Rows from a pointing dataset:
**********

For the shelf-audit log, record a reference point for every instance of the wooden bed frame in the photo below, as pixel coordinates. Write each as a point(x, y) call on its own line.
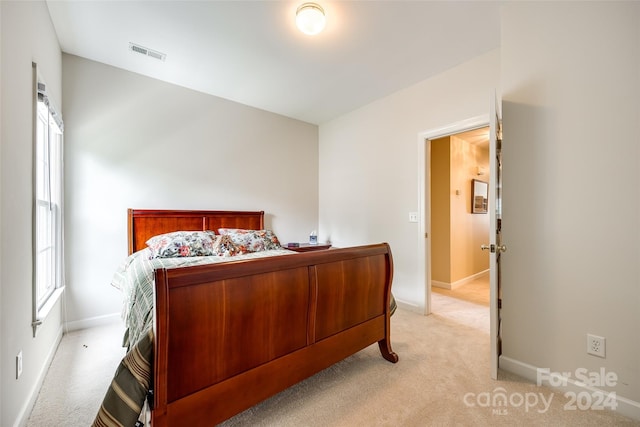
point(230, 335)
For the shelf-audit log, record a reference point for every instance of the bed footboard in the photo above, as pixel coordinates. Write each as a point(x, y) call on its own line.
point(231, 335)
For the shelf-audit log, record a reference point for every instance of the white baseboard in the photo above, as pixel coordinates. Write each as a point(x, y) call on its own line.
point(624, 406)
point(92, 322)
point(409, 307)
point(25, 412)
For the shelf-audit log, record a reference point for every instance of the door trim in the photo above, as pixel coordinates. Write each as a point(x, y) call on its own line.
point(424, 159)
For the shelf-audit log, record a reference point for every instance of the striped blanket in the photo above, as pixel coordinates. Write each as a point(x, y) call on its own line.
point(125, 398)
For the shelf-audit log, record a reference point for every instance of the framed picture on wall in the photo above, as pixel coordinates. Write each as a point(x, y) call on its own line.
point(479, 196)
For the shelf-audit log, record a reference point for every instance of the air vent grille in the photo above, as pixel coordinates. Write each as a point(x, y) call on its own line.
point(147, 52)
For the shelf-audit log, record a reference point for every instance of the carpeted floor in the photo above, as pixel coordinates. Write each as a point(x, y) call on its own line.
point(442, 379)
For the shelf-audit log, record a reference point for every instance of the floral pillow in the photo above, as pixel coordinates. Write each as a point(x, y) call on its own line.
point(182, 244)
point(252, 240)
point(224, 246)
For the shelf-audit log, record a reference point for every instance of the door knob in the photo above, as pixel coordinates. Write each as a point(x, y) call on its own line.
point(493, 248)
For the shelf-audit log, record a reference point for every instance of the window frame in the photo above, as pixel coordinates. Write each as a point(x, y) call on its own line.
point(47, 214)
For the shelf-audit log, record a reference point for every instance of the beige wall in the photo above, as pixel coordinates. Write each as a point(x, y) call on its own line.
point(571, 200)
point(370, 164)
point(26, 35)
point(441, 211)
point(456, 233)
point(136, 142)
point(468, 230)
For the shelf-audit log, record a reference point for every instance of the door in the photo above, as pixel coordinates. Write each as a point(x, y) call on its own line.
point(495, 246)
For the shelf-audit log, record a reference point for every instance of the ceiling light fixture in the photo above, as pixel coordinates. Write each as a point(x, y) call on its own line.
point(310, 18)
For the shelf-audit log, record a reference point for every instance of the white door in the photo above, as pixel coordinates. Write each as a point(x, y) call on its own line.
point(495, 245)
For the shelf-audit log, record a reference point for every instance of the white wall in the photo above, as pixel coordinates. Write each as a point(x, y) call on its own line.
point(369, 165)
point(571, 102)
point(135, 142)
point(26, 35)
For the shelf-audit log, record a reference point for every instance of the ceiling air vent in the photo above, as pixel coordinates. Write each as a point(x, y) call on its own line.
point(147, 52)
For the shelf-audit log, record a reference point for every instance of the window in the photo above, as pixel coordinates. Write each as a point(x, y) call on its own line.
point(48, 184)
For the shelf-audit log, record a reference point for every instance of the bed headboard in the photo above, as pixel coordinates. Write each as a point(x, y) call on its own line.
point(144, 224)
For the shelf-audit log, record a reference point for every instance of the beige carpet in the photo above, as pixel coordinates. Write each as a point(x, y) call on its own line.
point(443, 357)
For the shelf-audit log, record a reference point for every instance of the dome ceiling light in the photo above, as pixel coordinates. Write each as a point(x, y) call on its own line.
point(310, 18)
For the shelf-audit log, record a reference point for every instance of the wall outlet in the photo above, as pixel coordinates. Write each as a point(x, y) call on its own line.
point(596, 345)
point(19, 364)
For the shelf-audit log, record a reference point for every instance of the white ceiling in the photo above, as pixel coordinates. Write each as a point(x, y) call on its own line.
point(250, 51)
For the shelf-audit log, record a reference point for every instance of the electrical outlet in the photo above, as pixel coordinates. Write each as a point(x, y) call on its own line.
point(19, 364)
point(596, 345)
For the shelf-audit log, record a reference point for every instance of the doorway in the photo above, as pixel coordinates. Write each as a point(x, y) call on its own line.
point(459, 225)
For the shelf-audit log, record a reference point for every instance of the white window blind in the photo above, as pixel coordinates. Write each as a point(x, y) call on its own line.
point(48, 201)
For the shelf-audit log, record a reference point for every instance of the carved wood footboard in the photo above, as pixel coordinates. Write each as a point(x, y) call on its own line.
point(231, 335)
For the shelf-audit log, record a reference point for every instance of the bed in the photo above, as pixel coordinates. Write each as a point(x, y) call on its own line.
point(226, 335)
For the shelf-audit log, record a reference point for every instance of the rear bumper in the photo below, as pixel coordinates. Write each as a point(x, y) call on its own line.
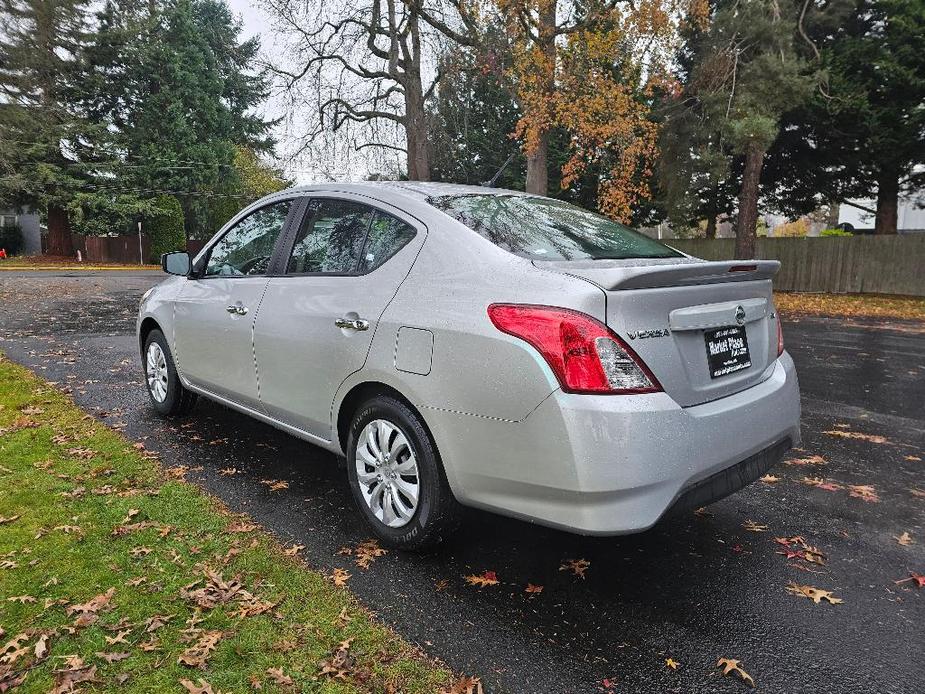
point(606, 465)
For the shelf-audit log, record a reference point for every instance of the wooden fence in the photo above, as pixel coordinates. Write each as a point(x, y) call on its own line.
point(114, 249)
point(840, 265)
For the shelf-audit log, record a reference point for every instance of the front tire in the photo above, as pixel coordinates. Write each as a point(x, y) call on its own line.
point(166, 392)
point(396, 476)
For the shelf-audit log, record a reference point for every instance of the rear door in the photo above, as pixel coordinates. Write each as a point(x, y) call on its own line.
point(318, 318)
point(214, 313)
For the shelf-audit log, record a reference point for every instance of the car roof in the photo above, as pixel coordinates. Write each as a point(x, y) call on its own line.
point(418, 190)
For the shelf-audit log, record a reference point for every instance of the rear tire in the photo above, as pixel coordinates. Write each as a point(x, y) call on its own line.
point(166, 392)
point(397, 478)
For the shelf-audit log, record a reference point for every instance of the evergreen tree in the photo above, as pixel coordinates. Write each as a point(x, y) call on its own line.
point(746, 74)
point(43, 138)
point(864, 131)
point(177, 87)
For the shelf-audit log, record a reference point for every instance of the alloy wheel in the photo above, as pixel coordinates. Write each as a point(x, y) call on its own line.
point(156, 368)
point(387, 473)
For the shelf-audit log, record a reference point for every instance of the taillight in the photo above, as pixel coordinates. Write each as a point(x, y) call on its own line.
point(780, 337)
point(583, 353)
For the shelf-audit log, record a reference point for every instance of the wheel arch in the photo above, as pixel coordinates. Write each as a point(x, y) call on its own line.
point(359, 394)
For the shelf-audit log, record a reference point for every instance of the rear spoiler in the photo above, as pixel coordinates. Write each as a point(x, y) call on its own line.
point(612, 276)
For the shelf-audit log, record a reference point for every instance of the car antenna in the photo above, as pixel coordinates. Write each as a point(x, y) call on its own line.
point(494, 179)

**********

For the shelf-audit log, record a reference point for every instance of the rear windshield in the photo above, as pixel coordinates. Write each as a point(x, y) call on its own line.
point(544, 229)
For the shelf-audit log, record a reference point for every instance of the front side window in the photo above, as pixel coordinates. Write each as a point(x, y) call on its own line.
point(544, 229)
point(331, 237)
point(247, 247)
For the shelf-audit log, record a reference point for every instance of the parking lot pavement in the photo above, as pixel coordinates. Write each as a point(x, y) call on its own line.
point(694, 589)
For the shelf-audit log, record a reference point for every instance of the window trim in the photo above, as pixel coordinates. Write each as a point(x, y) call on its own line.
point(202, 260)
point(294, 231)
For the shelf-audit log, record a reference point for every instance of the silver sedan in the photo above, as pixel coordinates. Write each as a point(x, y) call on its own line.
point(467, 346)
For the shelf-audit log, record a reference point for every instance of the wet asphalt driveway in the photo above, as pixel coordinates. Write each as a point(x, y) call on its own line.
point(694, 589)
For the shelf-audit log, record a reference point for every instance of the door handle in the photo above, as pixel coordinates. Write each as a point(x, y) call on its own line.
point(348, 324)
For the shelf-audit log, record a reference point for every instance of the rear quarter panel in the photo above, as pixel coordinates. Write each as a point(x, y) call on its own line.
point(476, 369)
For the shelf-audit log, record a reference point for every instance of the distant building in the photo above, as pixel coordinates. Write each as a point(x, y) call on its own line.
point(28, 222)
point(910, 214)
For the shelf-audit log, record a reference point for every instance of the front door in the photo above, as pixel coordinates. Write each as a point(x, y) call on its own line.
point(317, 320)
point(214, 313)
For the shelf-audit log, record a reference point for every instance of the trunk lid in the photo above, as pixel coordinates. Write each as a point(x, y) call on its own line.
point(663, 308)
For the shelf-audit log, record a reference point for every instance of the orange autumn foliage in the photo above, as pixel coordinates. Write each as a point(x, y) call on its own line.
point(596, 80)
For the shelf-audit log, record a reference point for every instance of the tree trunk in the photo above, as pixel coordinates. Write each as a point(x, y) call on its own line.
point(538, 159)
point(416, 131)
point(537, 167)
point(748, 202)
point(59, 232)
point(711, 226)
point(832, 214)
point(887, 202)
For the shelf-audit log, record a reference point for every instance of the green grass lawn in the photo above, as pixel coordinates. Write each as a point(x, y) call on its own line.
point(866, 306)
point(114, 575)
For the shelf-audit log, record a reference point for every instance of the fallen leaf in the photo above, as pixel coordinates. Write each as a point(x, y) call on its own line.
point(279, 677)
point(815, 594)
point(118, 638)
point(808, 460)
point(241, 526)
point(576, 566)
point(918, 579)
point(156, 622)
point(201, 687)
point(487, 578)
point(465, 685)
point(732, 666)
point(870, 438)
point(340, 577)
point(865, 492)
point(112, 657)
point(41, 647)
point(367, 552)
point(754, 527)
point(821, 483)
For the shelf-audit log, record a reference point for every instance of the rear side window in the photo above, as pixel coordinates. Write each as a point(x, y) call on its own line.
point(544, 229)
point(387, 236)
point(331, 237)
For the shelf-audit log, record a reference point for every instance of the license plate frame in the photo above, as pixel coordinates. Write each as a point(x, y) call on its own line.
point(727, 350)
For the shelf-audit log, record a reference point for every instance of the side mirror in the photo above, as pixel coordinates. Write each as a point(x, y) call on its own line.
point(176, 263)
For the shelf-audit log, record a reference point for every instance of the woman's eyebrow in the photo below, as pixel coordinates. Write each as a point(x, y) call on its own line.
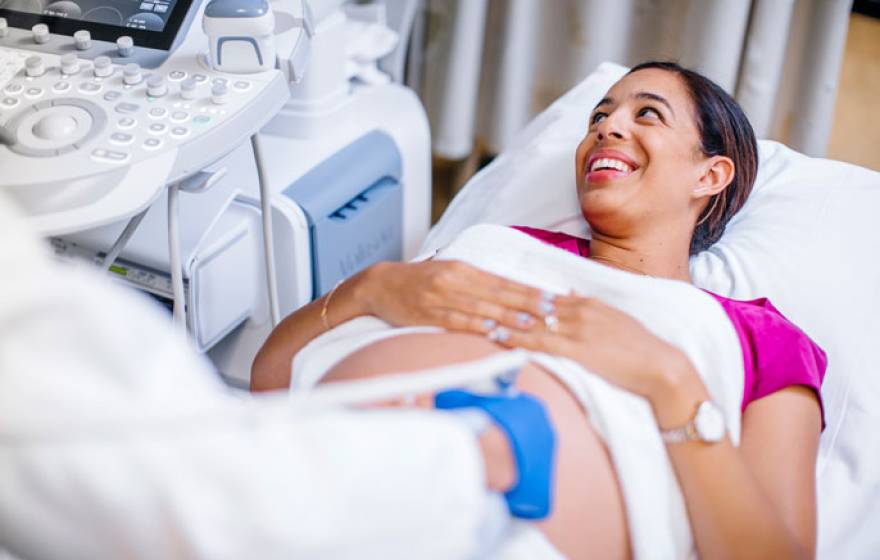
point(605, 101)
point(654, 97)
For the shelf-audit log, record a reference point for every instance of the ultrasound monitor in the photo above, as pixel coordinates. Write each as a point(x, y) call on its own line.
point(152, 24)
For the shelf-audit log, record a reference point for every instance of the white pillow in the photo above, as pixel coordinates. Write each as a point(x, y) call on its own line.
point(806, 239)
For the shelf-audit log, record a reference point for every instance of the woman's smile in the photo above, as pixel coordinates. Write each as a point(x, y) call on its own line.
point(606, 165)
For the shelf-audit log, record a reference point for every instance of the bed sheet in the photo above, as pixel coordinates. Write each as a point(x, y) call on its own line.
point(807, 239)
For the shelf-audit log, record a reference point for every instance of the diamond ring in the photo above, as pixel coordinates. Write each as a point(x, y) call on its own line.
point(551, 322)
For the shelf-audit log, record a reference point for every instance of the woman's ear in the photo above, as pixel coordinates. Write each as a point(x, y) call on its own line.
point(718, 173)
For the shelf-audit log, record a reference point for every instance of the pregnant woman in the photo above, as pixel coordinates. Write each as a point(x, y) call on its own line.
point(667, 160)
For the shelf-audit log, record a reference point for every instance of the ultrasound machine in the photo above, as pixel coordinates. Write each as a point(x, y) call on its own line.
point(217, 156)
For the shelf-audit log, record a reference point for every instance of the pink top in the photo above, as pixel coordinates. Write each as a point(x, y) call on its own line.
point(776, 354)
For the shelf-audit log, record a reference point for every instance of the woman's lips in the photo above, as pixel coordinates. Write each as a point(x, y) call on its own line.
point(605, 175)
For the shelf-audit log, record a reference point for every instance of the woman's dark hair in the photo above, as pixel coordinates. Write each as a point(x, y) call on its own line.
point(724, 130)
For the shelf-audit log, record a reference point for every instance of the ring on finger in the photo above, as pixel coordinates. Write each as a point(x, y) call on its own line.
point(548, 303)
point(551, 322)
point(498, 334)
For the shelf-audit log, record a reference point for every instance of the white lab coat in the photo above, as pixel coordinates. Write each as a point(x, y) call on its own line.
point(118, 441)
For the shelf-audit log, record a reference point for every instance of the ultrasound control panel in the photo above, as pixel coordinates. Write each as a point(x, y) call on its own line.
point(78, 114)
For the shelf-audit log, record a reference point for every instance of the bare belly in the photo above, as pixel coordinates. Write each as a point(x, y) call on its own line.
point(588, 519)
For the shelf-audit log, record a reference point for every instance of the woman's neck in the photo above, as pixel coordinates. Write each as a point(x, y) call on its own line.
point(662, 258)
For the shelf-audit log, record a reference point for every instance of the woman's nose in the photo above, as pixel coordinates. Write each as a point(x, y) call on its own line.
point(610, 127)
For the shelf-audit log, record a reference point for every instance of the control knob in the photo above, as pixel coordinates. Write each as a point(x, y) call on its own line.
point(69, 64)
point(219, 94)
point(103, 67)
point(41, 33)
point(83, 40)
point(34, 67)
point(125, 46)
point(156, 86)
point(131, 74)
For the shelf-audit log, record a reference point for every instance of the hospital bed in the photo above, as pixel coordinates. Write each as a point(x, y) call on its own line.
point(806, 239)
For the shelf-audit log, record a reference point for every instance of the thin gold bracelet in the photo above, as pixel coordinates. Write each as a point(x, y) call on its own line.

**********

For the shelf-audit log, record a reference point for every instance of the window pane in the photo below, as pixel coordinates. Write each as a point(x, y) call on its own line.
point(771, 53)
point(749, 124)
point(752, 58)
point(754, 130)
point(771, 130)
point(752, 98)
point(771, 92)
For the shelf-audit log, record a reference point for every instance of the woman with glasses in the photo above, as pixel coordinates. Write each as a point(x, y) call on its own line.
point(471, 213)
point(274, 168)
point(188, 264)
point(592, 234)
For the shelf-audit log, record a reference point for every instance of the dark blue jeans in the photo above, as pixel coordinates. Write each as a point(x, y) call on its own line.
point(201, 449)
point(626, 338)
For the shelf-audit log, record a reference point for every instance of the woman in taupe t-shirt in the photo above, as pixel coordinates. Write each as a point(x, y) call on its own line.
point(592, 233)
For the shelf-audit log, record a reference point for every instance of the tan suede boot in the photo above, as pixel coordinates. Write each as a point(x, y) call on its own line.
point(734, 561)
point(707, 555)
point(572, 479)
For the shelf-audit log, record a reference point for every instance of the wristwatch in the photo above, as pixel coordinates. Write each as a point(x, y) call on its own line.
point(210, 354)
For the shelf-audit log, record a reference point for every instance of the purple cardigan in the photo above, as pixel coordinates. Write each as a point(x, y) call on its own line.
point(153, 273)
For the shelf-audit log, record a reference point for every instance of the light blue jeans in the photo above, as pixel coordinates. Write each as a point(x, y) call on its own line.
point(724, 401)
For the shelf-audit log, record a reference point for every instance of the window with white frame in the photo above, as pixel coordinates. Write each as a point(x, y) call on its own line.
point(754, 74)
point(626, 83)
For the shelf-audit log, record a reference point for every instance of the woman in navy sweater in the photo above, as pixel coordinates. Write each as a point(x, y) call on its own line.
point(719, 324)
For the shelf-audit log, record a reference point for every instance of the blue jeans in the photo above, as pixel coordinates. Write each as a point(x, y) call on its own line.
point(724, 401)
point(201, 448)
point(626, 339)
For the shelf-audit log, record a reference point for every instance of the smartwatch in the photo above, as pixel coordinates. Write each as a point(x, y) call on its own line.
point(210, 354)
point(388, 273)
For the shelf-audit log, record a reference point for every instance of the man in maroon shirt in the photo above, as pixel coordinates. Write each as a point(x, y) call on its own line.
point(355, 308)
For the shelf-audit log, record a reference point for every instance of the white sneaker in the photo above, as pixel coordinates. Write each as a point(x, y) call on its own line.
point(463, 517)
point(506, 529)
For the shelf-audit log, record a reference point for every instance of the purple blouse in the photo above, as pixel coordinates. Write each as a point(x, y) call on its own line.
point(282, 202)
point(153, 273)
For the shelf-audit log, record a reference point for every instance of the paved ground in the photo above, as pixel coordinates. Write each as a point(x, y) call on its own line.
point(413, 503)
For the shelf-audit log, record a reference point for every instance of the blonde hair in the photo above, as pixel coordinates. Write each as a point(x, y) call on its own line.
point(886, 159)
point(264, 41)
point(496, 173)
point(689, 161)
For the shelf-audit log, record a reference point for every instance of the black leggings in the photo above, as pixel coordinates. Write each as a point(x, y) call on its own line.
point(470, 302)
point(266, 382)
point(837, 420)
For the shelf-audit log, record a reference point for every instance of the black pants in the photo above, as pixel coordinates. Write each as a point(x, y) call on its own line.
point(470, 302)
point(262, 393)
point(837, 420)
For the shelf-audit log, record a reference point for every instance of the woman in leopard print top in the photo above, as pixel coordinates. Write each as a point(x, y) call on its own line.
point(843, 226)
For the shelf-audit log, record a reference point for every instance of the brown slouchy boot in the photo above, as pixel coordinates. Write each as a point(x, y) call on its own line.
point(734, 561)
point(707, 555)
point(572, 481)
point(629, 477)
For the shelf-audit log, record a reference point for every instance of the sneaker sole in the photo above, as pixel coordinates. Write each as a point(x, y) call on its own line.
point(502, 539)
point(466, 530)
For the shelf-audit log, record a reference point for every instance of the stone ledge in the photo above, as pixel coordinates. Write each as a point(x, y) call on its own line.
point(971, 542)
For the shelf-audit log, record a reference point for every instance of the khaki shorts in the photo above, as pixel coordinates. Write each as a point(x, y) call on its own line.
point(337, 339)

**********

### What you will do
Turn the lines above, starting at the one containing "the wooden bed" and ending at the one containing "point(479, 196)", into a numbered list, skipping blank lines and leaving out the pictures.

### Solution for this exercise
1. For the shelf-audit log, record a reference point for every instance of the wooden bed frame in the photo below, as pixel coordinates. Write each as a point(x, y) call on its own line.
2. point(230, 335)
3. For the shelf-audit log, record a reference point for every instance of the bed footboard in the photo above, as pixel coordinates. Write each as a point(x, y) call on its own line.
4. point(231, 335)
5. For the shelf-audit log, record a reference point for every instance of the white baseboard in the photo above, as pixel coordinates. Write each as a point(x, y) call on its own line.
6. point(624, 406)
7. point(92, 322)
8. point(409, 307)
9. point(25, 412)
10. For the shelf-audit log, record a reference point for every instance of the door trim in the photo above, as pixel coordinates. Write each as a point(x, y) call on its own line.
11. point(424, 159)
12. For the shelf-audit log, record a reference point for every instance of the striped blanket in the photo above, as pixel coordinates. Write each as a point(x, y) call on its own line.
13. point(125, 398)
14. For the shelf-audit log, record a reference point for every instance of the framed picture on wall in the photo above, as pixel coordinates. Write each as a point(x, y) call on its own line.
15. point(479, 196)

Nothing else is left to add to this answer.